*** Opening Data for this task ***

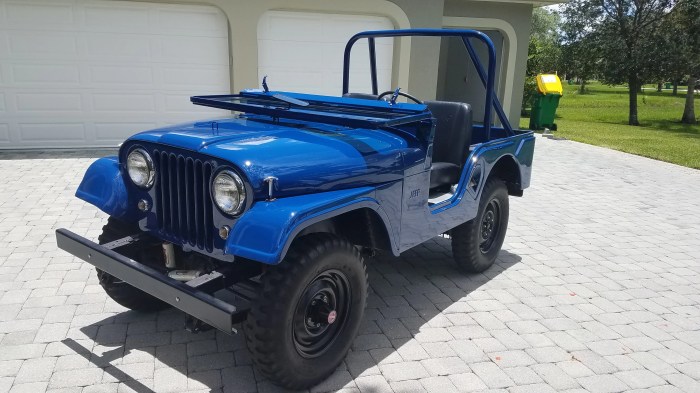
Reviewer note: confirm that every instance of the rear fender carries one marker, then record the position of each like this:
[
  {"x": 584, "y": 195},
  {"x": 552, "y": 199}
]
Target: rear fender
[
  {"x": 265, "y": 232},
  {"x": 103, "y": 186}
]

*** Closing Data for this task ***
*** Opening Data for this task ***

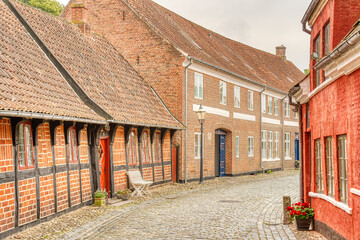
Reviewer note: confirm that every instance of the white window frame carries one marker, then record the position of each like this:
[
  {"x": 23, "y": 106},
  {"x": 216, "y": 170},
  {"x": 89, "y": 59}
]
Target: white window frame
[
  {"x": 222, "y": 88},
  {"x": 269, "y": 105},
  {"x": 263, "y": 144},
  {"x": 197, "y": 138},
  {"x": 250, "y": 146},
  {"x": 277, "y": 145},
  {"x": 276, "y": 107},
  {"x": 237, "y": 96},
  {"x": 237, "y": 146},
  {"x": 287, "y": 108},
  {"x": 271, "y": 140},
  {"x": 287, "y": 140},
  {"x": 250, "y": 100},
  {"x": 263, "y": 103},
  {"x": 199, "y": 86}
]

*** Closing Data for this task ***

Goal of the exercise: What is needed is each line of the entries that contains the word "position".

Answer to the problem:
Reviewer note: confirm that every instance of the rear fender carries one marker, then record the position of each like this:
Reviewer note: confirm that every instance of the white window frame carries one marker, then record the position of each like this:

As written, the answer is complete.